§ **Material for the task**
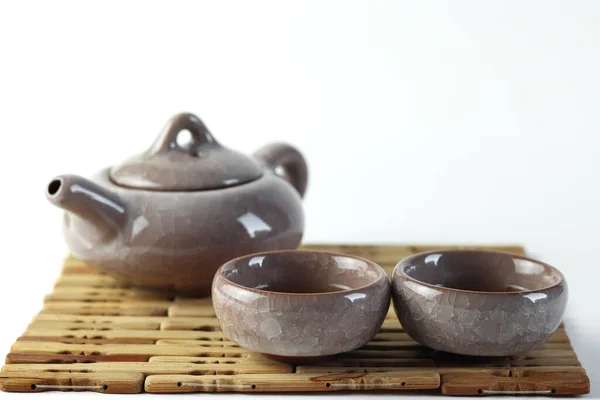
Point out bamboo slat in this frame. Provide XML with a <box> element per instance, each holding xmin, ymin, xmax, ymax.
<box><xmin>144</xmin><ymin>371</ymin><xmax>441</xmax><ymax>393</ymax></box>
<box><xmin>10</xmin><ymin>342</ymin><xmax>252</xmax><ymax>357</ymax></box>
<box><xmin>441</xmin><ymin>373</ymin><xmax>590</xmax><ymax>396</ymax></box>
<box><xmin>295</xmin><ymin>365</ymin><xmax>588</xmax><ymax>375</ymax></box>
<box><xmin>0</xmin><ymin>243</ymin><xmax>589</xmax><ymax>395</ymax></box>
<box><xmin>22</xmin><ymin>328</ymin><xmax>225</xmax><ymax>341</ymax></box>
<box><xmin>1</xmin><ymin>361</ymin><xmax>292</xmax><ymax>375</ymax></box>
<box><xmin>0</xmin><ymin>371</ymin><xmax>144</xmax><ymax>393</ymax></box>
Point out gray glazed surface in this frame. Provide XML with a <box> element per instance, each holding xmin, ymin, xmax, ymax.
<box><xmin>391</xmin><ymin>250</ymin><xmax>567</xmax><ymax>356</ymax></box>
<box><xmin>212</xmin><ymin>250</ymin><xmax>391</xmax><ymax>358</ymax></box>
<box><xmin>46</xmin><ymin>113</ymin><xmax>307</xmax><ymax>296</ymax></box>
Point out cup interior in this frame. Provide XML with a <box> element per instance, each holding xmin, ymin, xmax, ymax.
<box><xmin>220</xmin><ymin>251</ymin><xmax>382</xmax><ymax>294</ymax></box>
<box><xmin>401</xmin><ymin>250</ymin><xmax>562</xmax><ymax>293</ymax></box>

§ **Directions**
Everything in the listing above except the pictures should be duplicated exactly.

§ **Exercise response**
Point out bamboo slat in this frame. Provide XML with a <box> element per instance, each holding xmin, ymin, xmax, ymax.
<box><xmin>144</xmin><ymin>371</ymin><xmax>441</xmax><ymax>393</ymax></box>
<box><xmin>10</xmin><ymin>342</ymin><xmax>252</xmax><ymax>357</ymax></box>
<box><xmin>441</xmin><ymin>373</ymin><xmax>590</xmax><ymax>396</ymax></box>
<box><xmin>295</xmin><ymin>365</ymin><xmax>588</xmax><ymax>375</ymax></box>
<box><xmin>0</xmin><ymin>243</ymin><xmax>589</xmax><ymax>395</ymax></box>
<box><xmin>22</xmin><ymin>328</ymin><xmax>225</xmax><ymax>341</ymax></box>
<box><xmin>1</xmin><ymin>361</ymin><xmax>292</xmax><ymax>375</ymax></box>
<box><xmin>0</xmin><ymin>371</ymin><xmax>144</xmax><ymax>393</ymax></box>
Point out gray glazed surface in this frame. Provide XML with a <box> element per instance, each holding xmin, ymin, xmax, ymax.
<box><xmin>391</xmin><ymin>250</ymin><xmax>567</xmax><ymax>356</ymax></box>
<box><xmin>212</xmin><ymin>250</ymin><xmax>391</xmax><ymax>358</ymax></box>
<box><xmin>46</xmin><ymin>113</ymin><xmax>307</xmax><ymax>296</ymax></box>
Point out cup interior in this frame. Provide XML with a <box> element per instance, each holding xmin, ymin, xmax, ymax.
<box><xmin>220</xmin><ymin>251</ymin><xmax>382</xmax><ymax>294</ymax></box>
<box><xmin>401</xmin><ymin>250</ymin><xmax>562</xmax><ymax>293</ymax></box>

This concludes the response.